Court exercice 1:
Les affirmations suivantes s'accordent-elles avec l'extrait sur Shakespeare ? (a) Shakespeare était l'aîné de dix enfants. (b) On connaît la première pièce qu'il a écrite. (c) La reine lui demanda de montrer Falstaffe amoureux dans une autre pièce. Répondez par oui ou non et citez à l'identique les mots de l'extrait qui tranchent.

Il vit le jour à Stratford en 1564, son pere qui étoit un gros marchand de laine, ayant dix enfans, dont Shakespeare étoit l’aîné, ne put lui donner d’autre éducation, que de le mettre pendant quelque tems dans une école publique, pour qu’il suivît ensuite son commerce. Il le maria à l’âge de dix-sept ans avec la fille d’un riche paysan, qui faisoit valoir son bien dans le voisinage de Stratford. Shakespeare jeune, & abandonné à lui-même, vit des libertins, vint à Londres, & fit connoissance avec des comédiens. Il entra dans la troupe, & s’y distingua par son génie tourné naturellement au théâtre, sinon comme grand acteur, du-moins comme excellent auteur. Ce seroit un plaisir pour un homme curieux des anecdotes du théâtre anglois, de savoir quelle a été la premiere piece de cet auteur ; mais c’est ce qu’on ignore. On ne sait pas non plus le tems précis qu’il quitta le théâtre pour vivre tranquillement ; on sait seulement que ce ne fut qu’après l’année 1610.

Plusieurs de ses pieces furent représentées devant la reine Elisabeth, qui ne manqua pas de donner au poëte des marques de sa faveur. C’est évidemment cette princesse qu’il a eu en vûe dans son songe d’été, quand il dit : « une belle vestale couronnée dans l’occident » ; & tout cet endroit est un compliment joliment amené, & adroitement appliqué à la reine. L’admirable caractere de Falstaffe dans la piece de Henri IV. lui plût si fort, qu’elle dit à Shakespeare de le faire paroitre amoureux dans une autre piece ; & ce fut-là ce qui produisit les commeres de Windsor, piece qui prouve que la reine fut bien obéie.

Court exercice 2:
Rendez sous forme de liste JSON de chaînes, une chaîne par ligne et sans les lignes vides, le passage de la liste allant de la ligne qui contient « of the table » jusqu'à celle qui contient « [(271, 194)] », ces deux lignes incluses.

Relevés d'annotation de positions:
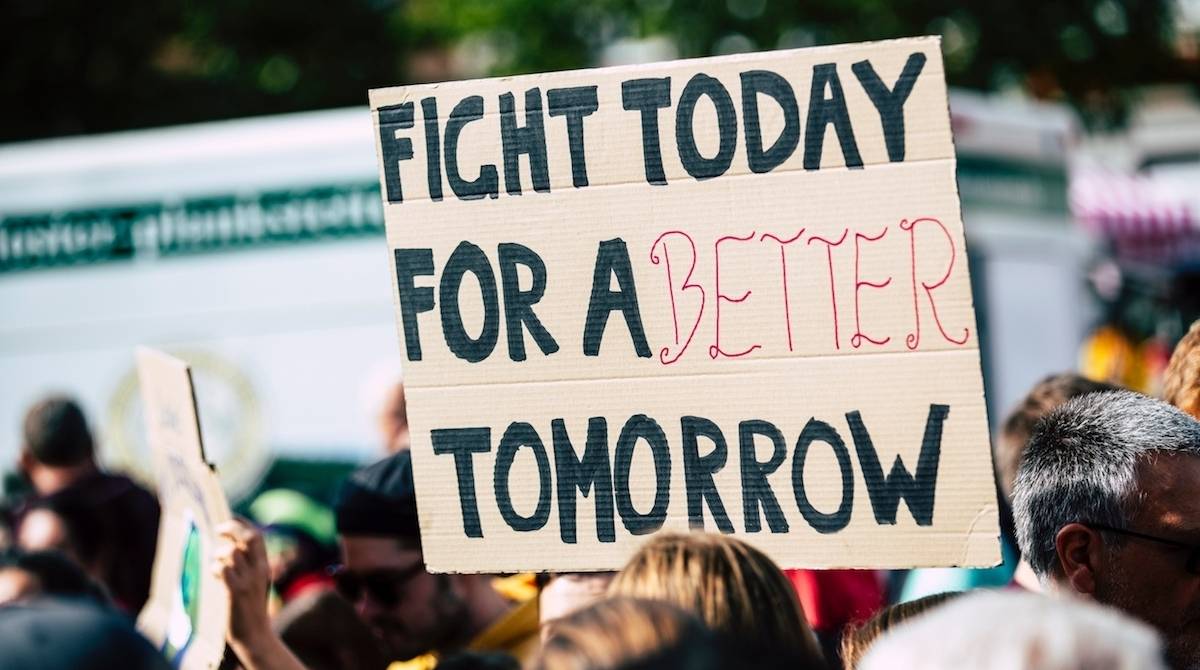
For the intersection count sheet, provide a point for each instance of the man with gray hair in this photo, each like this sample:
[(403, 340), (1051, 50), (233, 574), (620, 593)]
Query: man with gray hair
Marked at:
[(1107, 507)]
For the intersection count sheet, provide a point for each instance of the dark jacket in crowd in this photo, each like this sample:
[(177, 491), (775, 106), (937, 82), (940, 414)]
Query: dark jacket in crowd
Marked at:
[(119, 522)]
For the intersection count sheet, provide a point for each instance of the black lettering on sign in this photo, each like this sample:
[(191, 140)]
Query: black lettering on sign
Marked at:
[(413, 300), (889, 103), (612, 259), (529, 141), (487, 183), (825, 111), (699, 471), (777, 88), (648, 96), (462, 444), (432, 147), (519, 304), (821, 431), (592, 472), (642, 428), (522, 435), (394, 149), (469, 258), (756, 491), (887, 491), (726, 127), (575, 103)]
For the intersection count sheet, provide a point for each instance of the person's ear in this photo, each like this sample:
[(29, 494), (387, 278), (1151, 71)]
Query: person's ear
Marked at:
[(1079, 550)]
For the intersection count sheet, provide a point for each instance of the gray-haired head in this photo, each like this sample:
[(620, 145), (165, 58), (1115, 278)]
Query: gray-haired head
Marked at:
[(1081, 466)]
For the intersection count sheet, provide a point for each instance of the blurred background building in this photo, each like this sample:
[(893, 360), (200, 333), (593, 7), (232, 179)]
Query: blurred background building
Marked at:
[(202, 178)]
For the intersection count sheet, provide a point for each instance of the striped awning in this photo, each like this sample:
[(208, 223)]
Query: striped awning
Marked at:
[(1144, 216)]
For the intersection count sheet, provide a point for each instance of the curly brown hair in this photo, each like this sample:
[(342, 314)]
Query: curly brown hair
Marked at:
[(1181, 384)]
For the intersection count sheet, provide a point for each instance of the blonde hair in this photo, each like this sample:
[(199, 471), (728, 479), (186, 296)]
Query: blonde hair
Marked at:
[(621, 632), (735, 588), (1181, 383), (858, 639), (1011, 630)]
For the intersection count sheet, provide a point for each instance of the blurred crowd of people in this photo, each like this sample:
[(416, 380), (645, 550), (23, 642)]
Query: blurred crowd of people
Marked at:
[(1101, 533)]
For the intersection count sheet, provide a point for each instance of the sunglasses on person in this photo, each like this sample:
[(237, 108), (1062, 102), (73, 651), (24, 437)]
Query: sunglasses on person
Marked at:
[(1193, 564), (385, 586)]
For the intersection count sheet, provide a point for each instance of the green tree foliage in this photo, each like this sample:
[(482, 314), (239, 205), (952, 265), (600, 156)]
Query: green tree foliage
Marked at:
[(72, 66)]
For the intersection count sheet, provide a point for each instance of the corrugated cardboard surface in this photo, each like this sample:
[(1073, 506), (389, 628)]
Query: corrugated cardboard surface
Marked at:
[(892, 281), (189, 492)]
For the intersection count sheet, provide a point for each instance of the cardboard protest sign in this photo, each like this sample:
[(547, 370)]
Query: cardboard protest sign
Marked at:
[(725, 293), (189, 609)]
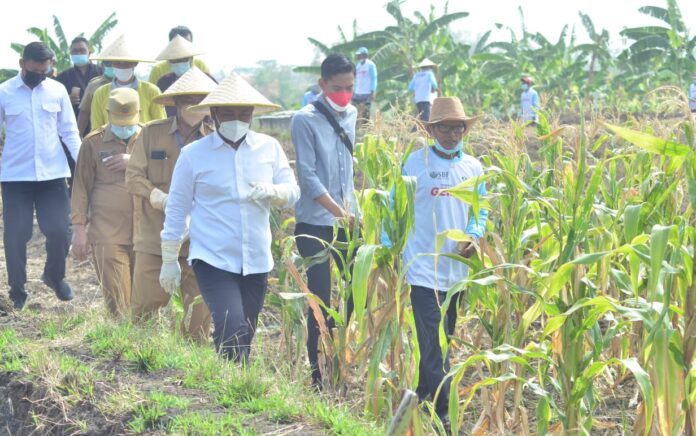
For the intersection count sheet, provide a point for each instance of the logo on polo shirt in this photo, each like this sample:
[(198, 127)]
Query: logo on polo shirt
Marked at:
[(439, 174)]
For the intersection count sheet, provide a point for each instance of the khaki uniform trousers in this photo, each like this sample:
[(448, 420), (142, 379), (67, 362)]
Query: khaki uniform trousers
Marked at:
[(148, 296), (114, 266)]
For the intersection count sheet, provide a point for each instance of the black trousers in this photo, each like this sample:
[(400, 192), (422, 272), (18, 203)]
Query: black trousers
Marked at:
[(431, 369), (319, 283), (423, 110), (50, 200), (234, 301)]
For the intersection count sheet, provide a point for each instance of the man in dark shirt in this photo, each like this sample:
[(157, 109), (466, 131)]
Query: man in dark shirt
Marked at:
[(76, 78), (75, 81)]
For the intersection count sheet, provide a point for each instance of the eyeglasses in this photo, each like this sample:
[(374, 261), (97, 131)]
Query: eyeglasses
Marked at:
[(443, 128)]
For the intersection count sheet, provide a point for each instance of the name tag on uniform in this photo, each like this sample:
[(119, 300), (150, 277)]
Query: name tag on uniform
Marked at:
[(104, 155), (158, 155)]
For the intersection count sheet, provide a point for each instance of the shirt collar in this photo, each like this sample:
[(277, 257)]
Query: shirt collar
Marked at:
[(134, 84), (251, 140), (203, 130)]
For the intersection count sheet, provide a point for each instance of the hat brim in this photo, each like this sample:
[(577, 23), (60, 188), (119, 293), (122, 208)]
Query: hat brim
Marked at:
[(183, 56), (119, 59), (467, 121), (168, 99), (258, 108)]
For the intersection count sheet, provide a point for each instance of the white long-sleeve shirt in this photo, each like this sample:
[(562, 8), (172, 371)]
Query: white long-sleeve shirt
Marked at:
[(436, 212), (35, 121), (210, 184)]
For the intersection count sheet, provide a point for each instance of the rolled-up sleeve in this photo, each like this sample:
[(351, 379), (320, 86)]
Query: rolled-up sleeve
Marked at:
[(303, 139), (284, 177), (67, 126), (180, 200)]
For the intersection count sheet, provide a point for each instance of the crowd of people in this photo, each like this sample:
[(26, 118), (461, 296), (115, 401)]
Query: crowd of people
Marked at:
[(172, 191)]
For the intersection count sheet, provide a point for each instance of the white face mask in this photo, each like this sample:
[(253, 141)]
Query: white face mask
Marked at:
[(336, 107), (123, 74), (233, 130)]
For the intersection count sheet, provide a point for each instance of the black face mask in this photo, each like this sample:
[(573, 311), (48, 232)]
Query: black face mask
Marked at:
[(32, 78)]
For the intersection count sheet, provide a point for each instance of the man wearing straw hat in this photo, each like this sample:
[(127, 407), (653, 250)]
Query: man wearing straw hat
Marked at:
[(437, 168), (179, 53), (323, 146), (692, 94), (424, 85), (226, 183), (124, 60), (165, 67), (102, 208), (148, 178)]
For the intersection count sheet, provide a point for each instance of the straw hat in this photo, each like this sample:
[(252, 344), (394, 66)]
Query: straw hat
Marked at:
[(235, 91), (178, 48), (427, 63), (193, 82), (124, 107), (449, 109), (120, 51)]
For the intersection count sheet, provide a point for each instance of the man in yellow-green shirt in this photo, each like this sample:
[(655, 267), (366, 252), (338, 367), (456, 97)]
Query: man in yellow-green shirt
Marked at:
[(162, 68), (124, 60)]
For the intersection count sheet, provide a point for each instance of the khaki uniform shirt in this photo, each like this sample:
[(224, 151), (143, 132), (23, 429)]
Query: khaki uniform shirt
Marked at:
[(151, 166), (99, 197), (83, 117)]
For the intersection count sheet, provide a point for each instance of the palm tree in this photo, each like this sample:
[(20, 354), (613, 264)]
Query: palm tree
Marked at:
[(667, 46), (61, 45)]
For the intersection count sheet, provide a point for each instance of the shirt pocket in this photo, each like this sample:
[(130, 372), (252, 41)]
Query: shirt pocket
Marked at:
[(51, 109), (158, 167)]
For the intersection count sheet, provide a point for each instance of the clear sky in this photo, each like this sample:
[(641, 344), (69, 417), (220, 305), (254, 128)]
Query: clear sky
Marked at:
[(239, 33)]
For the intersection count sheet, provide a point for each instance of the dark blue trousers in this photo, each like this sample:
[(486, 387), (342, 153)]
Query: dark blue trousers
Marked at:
[(52, 204)]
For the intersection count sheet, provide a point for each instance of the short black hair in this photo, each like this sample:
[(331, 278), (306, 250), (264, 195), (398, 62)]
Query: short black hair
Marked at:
[(79, 39), (336, 64), (180, 30), (37, 52)]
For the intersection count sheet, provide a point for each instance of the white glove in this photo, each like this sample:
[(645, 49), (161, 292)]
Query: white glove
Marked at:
[(261, 192), (158, 199), (170, 274)]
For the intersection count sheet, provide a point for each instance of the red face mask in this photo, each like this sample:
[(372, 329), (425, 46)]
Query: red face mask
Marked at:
[(341, 98)]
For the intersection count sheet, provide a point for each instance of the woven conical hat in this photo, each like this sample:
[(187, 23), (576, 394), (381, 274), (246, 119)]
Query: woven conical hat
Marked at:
[(178, 48), (120, 51), (425, 63), (193, 82), (235, 91)]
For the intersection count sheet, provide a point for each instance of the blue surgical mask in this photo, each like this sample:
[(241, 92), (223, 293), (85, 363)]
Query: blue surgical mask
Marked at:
[(124, 132), (179, 68), (449, 152), (79, 60)]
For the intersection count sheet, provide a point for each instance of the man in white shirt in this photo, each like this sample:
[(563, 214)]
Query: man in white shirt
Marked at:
[(365, 85), (423, 85), (36, 113), (226, 183), (437, 168), (692, 95)]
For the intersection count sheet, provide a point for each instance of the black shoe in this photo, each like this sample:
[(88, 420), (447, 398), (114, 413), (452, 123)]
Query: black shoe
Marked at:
[(62, 289), (18, 297)]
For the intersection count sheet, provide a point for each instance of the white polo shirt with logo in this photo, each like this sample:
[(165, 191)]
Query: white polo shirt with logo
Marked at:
[(436, 212)]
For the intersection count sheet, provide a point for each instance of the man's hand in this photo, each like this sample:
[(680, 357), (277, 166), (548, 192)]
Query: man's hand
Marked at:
[(80, 243), (117, 162), (158, 199), (466, 249)]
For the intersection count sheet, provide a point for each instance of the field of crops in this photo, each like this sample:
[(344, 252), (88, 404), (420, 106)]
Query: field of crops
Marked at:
[(578, 316)]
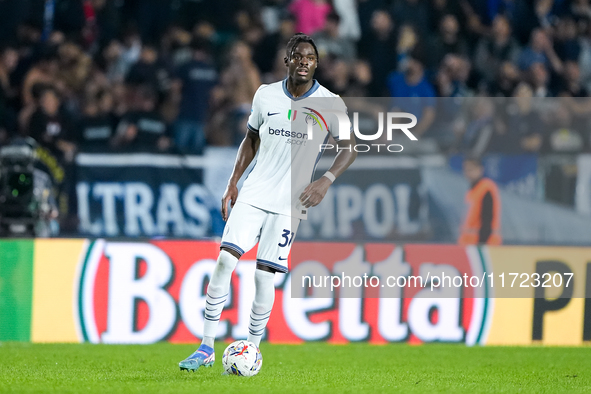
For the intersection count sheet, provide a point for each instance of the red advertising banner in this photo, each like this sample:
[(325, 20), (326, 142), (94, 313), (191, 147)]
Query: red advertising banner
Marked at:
[(134, 292)]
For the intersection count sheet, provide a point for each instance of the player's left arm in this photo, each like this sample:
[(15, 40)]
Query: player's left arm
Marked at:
[(315, 192)]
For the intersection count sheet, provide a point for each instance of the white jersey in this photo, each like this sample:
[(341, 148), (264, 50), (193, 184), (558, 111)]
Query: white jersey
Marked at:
[(287, 155)]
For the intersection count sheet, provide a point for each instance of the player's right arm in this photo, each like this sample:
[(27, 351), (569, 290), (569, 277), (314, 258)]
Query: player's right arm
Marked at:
[(246, 153)]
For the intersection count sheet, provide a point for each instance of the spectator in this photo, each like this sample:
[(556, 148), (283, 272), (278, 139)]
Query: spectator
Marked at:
[(492, 52), (74, 66), (562, 137), (571, 81), (153, 17), (349, 28), (107, 21), (447, 41), (96, 128), (264, 54), (438, 9), (483, 219), (475, 136), (143, 130), (524, 121), (413, 93), (566, 43), (539, 78), (149, 70), (505, 82), (338, 77), (310, 15), (414, 13), (45, 71), (329, 42), (8, 62), (195, 80), (520, 123), (51, 127), (540, 50), (120, 56), (239, 82), (360, 80)]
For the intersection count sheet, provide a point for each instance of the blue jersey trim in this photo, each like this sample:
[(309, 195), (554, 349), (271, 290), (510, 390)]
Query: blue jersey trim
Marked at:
[(314, 88), (271, 264), (232, 246), (318, 157)]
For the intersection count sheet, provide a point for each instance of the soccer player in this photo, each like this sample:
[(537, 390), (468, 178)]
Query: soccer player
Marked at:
[(277, 193)]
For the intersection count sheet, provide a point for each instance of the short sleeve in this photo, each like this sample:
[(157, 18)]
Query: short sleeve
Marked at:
[(255, 120), (333, 126)]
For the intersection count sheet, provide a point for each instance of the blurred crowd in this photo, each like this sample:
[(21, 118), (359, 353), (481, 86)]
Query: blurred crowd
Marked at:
[(178, 75)]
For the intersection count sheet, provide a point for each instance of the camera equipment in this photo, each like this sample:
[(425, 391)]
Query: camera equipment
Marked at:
[(27, 200)]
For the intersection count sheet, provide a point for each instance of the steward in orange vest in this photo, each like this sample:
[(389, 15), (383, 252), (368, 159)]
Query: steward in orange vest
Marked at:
[(483, 221)]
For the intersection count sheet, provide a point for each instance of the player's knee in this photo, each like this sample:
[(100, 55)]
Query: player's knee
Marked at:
[(226, 262)]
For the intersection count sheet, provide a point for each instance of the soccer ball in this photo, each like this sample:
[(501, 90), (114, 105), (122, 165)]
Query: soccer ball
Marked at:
[(242, 358)]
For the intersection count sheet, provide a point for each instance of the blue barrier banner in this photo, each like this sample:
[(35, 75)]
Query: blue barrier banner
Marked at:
[(515, 173)]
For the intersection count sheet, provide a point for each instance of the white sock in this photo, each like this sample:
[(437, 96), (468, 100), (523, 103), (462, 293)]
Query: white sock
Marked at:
[(262, 305), (217, 294)]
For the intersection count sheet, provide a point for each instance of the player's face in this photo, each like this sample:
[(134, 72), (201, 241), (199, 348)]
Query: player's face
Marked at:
[(302, 64)]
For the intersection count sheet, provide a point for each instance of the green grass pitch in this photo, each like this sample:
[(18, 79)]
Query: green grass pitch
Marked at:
[(313, 367)]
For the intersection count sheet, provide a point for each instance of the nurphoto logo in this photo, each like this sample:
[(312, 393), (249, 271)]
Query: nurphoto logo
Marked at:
[(391, 124)]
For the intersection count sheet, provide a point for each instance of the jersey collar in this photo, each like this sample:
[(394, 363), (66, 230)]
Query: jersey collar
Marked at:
[(314, 88)]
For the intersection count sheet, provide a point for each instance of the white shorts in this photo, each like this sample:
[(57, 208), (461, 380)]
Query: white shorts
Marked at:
[(274, 232)]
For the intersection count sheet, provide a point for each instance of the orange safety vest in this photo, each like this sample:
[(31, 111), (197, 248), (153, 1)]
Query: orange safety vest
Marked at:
[(472, 225)]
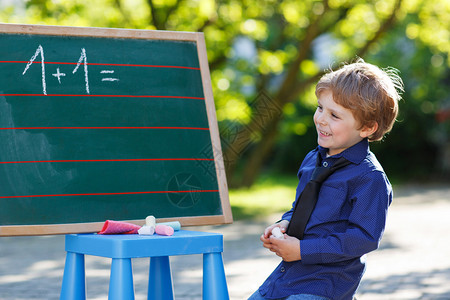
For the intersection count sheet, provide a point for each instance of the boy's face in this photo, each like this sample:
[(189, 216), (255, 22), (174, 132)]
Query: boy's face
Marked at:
[(337, 129)]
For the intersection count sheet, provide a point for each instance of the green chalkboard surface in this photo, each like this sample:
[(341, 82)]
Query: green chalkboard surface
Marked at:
[(106, 124)]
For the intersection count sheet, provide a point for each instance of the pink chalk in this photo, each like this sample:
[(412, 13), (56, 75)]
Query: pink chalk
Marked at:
[(118, 227), (164, 230)]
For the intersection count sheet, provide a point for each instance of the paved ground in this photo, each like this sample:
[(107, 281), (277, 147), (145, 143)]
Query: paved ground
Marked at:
[(413, 261)]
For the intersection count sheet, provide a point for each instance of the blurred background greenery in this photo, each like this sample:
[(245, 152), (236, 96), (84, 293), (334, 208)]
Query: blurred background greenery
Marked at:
[(265, 57)]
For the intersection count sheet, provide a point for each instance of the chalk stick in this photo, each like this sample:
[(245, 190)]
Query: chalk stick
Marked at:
[(150, 221), (276, 232), (164, 230), (175, 225), (146, 230)]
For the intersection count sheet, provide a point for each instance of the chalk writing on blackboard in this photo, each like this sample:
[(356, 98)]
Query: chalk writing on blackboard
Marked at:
[(82, 61), (39, 50)]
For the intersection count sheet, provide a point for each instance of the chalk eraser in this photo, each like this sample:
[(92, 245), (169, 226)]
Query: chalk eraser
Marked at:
[(175, 225), (276, 232), (150, 221), (164, 230), (146, 230)]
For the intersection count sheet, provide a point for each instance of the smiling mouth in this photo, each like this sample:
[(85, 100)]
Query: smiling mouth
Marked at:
[(324, 133)]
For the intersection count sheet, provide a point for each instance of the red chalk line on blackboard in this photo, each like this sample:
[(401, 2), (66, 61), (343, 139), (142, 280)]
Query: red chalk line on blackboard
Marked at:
[(107, 160), (111, 194), (100, 64), (105, 127), (89, 95)]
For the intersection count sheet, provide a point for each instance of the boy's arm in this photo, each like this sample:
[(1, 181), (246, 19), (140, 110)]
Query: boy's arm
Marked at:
[(366, 225)]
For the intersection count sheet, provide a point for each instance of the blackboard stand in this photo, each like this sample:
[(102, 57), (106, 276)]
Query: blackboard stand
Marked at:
[(122, 248)]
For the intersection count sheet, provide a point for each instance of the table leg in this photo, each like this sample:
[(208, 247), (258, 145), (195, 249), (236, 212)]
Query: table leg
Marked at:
[(121, 280), (214, 280), (74, 279), (160, 285)]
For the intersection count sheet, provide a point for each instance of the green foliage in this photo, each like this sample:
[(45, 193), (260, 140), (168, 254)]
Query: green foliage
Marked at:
[(271, 194)]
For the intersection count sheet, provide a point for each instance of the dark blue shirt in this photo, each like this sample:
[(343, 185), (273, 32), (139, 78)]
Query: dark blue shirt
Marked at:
[(347, 222)]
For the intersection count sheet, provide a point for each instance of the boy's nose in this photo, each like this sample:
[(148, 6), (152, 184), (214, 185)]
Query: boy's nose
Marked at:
[(321, 120)]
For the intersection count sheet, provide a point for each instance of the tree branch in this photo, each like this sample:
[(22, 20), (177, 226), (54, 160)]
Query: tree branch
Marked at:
[(153, 13), (303, 48)]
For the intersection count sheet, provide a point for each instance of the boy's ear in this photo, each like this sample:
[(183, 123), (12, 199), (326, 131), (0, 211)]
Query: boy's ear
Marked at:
[(368, 130)]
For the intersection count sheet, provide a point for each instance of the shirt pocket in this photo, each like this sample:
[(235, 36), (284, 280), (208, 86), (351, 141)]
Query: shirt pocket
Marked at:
[(331, 205)]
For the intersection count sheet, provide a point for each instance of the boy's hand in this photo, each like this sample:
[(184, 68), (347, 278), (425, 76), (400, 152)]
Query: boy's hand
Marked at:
[(268, 232), (288, 248)]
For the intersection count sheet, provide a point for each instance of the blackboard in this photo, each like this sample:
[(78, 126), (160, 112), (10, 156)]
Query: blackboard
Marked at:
[(106, 124)]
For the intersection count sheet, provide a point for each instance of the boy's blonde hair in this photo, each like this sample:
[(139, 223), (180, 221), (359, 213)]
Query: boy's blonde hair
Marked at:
[(370, 93)]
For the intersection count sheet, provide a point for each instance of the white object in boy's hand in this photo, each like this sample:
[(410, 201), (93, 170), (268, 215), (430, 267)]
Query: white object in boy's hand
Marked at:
[(276, 232)]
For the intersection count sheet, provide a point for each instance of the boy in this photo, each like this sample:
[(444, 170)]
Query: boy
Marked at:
[(325, 260)]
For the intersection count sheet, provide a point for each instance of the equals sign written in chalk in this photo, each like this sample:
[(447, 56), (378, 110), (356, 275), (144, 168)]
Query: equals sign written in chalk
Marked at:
[(108, 78)]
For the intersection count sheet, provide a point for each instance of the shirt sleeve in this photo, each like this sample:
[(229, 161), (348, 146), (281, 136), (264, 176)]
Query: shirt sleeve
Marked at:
[(371, 199)]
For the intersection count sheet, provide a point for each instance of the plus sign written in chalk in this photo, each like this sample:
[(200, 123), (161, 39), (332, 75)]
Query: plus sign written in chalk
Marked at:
[(82, 61)]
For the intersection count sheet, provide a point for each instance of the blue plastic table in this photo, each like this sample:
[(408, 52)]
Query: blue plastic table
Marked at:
[(121, 248)]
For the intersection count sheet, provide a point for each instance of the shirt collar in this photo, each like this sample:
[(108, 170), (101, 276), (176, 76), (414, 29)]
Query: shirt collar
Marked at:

Résultat correct 1:
(a) Oui : « ayant dix enfans, dont Shakespeare étoit l’aîné »
(b) Non : « mais c’est ce qu’on ignore »
(c) Oui : « qu’elle dit à Shakespeare de le faire paroitre amoureux dans une autre piece »

Résultat correct 2:
[
  "For the intersection count sheet, provide a point for each instance of the table leg in this photo, each like this sample:",
  "[(208, 247), (258, 145), (195, 249), (236, 212)]",
  "Query: table leg",
  "Marked at:",
  "[(121, 280), (214, 280), (74, 279), (160, 285)]",
  "For the intersection count sheet, provide a point for each instance of the green foliage in this photo, each like this sample:",
  "[(45, 193), (260, 140), (168, 254)]",
  "Query: green foliage",
  "Marked at:",
  "[(271, 194)]"
]